They played Webster Hall before the garage roller-door on band practice shut: meet New York-based pop-punk set, Drowners
19-year old Matt Hitt was minding his own business taking in the phalanx of sights and sounds of New York’s Times Square when he got a tap on the shoulder. “I thought I was getting mugged,” he remembers, more than a little bashfully. Unbeknownst to Hitt, the tapper was a modelling scout, and the tappee would spend the next few years zipping between the planet’s couture hotspots, working for brands like Prada, Gareth Pugh and Jil Sander. “That was pretty weird,” he says, now a comparatively wizened 25. And you believe him, because if there’s rock’n’roll pretence or a veiled, bubbling ego behind his words, he disguises them remarkably well. “Modelling got me my Visa,” he offers cheekily, “for which I’m forever grateful.”
Wiry, affable and open, Hitt,singer/songwriter of Drowners, smiles and laughs easily and often, tousling his fringe when reminiscing or, more often, when said reminiscences embarrass him. Discussing modelling, his fringe is tousled often – not through embarrassment with the job itself, more through reflexive modesty and preference for self-deprecation. The catwalks of Milan must have been a surreal sea change for a lad hailing from the Rhondda Valley in South Wales. “I didn’t really think about it at the time…” he tails off. Was there ever a ‘fuck me’ moment? “There were plenty of ‘please fuck me’ moments.” And, with that, he and his bandmates – towering Ray-Banned guitarist Jack Ridley, thoughtful bassist Erik Snyder and Hull-born drummer of all of three weeks Joe Brodie – burst into the first of many bouts of guffaws.
We meet shortly after their gig at The Old Blue Last, the band still fizzing from the reception they received. Hitt “could hear the crowd over the band, which is a first,” and Ridley agrees: “It’s fucking amazing. I couldn’t ever imagine getting used to it.” Matt recalls a gig where “we walked up the street and there was a line round the corner, and we were like, ‘who the fuck else is playing tonight?!’” This is newfound popularity due, in part, to the band’s eponymous debut album landing in January – twelve brisk, sugary nuggets of rollicking garage-pop, not so much disguising its Smiths, Strokes and Britpop influences as peacocking them as armour. The Drowners is Hitt’s favourite Suede song after all, and archly foppish song titles like Unzip Your Harrington and Ways To Phrase A Rejection are redolent of the Anglicised linguistic couplets employed by Mssrs. Mozz and Anderson. Injected with New York swagger and a dash of pop-punk propulsiveness, the album’s success, and that of the uproarious gigs supporting it, come as little surprise.

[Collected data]
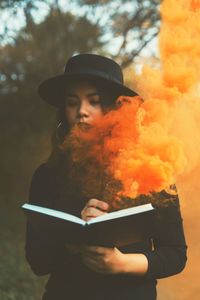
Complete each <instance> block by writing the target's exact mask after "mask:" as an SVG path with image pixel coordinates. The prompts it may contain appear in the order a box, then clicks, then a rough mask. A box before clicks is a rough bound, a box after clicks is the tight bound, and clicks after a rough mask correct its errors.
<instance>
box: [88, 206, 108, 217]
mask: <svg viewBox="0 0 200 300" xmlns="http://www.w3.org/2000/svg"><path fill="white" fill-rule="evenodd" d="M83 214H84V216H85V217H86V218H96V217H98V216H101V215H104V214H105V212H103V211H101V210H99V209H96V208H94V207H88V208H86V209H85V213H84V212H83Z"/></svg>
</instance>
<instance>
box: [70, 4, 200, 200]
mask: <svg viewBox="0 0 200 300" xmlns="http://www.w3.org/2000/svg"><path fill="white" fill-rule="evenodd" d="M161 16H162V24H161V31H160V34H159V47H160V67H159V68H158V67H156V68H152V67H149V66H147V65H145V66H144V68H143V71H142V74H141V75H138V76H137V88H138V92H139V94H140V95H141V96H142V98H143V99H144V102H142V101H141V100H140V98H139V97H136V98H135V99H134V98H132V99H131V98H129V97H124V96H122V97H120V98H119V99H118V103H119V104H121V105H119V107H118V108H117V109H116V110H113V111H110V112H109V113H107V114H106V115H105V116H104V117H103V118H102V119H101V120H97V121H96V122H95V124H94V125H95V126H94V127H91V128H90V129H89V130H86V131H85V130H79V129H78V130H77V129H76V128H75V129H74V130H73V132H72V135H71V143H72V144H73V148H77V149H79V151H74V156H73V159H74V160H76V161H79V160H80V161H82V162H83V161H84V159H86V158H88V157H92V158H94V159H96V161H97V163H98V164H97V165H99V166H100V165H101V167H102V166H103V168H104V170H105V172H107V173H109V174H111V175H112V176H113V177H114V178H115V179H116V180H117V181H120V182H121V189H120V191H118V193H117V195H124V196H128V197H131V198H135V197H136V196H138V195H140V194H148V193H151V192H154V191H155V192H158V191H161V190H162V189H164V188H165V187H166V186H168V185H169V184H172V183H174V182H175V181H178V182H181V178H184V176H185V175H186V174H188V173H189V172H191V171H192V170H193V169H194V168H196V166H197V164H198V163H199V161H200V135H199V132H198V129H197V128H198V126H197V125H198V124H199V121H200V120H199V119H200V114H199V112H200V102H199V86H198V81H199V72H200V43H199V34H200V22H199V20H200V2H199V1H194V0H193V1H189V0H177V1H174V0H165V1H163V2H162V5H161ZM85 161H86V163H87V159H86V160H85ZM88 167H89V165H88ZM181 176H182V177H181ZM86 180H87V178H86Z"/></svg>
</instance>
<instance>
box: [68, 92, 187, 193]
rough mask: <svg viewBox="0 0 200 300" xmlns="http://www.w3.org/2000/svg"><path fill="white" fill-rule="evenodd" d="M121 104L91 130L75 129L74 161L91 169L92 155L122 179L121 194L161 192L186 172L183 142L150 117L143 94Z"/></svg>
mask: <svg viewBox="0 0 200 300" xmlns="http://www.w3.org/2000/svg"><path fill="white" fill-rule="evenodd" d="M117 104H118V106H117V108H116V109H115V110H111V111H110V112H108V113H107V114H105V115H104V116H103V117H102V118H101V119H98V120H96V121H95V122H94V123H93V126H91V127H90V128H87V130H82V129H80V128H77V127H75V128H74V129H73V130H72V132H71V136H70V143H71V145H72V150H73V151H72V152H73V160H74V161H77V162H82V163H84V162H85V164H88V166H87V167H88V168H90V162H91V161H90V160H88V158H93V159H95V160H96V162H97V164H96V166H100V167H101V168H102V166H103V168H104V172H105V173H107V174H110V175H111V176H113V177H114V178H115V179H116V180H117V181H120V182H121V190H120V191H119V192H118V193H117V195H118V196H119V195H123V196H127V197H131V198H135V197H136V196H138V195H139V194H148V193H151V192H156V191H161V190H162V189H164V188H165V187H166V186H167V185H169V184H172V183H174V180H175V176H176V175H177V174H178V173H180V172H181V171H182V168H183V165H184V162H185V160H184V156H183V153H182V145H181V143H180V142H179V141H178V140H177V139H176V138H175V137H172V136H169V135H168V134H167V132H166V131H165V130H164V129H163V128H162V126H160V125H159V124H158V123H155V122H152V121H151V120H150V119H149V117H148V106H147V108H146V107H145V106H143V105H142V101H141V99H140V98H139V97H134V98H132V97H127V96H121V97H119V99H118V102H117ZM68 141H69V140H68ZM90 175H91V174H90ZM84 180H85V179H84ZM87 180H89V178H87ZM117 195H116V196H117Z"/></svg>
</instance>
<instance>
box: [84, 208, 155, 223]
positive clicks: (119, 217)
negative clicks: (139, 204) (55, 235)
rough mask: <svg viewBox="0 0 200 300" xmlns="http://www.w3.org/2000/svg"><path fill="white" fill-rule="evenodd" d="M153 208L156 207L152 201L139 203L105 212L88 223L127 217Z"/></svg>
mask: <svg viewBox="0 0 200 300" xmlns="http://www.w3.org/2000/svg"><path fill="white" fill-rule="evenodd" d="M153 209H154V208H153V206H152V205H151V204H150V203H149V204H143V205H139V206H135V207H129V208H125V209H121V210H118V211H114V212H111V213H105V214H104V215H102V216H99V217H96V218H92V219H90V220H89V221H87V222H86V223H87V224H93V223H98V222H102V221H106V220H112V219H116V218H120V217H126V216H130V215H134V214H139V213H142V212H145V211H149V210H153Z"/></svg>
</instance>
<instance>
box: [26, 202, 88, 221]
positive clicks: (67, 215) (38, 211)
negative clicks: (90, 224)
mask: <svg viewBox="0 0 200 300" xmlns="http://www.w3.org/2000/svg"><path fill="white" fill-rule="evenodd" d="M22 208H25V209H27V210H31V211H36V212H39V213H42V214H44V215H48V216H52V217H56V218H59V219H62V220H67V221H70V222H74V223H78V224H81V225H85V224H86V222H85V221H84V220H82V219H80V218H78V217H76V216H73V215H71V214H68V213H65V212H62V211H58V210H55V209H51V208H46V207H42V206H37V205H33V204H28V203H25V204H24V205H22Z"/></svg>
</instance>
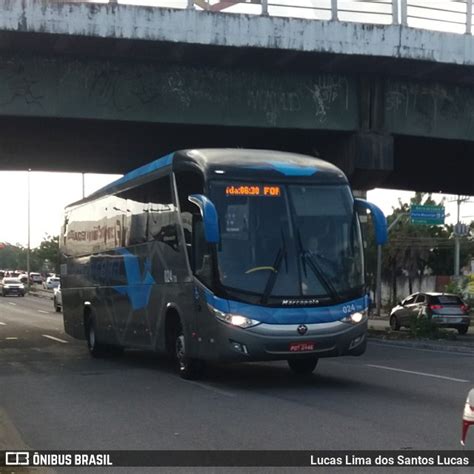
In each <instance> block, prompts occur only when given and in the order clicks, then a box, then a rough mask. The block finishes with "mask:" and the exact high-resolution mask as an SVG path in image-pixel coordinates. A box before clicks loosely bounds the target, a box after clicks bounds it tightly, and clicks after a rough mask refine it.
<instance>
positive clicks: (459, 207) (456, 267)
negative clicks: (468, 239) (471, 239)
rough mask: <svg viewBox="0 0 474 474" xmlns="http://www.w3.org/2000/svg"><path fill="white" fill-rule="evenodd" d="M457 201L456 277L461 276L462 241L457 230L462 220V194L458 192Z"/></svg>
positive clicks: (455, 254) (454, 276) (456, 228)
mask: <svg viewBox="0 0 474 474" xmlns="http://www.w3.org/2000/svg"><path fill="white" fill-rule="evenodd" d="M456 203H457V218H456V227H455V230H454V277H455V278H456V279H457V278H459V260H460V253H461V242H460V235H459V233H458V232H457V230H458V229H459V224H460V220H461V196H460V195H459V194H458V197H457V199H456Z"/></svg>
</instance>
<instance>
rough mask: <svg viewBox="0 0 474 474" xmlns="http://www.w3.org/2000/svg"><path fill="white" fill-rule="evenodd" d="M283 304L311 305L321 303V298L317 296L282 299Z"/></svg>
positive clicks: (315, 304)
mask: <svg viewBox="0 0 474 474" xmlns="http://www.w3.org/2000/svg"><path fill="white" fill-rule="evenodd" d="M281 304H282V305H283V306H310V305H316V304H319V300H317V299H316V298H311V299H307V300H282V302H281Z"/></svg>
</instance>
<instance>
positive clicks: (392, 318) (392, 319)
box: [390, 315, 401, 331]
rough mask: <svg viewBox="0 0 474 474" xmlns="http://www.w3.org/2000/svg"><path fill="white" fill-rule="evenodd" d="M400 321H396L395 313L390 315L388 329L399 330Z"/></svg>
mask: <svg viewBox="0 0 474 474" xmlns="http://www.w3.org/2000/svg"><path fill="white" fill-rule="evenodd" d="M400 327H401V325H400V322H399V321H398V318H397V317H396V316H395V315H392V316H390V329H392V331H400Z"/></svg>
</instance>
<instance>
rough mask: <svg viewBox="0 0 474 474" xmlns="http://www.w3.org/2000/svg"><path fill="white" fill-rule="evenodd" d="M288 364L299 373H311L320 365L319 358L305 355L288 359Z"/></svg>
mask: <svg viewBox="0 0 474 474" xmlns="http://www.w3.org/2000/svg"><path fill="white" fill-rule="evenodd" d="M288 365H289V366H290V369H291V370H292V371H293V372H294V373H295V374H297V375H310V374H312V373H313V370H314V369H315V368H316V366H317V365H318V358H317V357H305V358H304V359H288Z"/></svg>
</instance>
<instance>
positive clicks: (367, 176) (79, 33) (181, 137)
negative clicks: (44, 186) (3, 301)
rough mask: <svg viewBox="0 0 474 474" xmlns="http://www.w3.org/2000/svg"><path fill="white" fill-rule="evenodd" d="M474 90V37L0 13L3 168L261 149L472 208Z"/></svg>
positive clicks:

APPLY WHAT YOU READ
**A.** In the profile of the band Drowners, what part of South Wales does Matt Hitt come from?
**B.** Carry on the profile of the band Drowners with a new paragraph that follows its last sentence.

SOLVED TASKS
**A.** The Rhondda Valley.

**B.**
Hitt’s so grateful for his Visa because of the myriad opportunities moving to New York provided. Like fashionista forebears The Strokes, the city’s scene played a huge part in their rapid ascent. Hitt met Ridley before moving there, introducing him to Snyder and original drummer Lakis Pavlou in Manhattan’s bars. “I think we all enjoyed boozing before we met,” muses Hitt, “then things just…escalated.” New York’s influence extended further than a mere fondness for drinking: “If you go there, you’re productive…I feel like Manhattan’s like London if it got squished.” Its wealth of creative people and places catalysed Hitt’s songwriting and the band’s work ethic. “Everyone plays guitar drunk as shit at 1am” oozes Ridley’s thick American baritone, “but will they wake up at 10am and actually do it?”. Hitt concurs: “All talk and no trousers. We lucked out because we all gave a shit.”
Giving a shit paid off remarkably quickly: they secured a support slot with The Vaccines solely off the strength of the few songs they had recorded. “We got the gig without having practised so it was a kick up the arse,” remembers Hitt, presumably in something of an understatement. “So were were going, ‘fuck it, let’s have our first gig, let’s play Webster Hall.’” Manhattan’s Webster Hall has a capacity of one and a half thousand. “I think they’d [The Vaccines] sold it out as well.’” Even with a warm-up show in front of a hundred fans “we were all shitting ourselves.” The band’s first EP also managed to score them support gigs with Foals and Arctic Monkeys. That’s quite some Rolodex for a new band.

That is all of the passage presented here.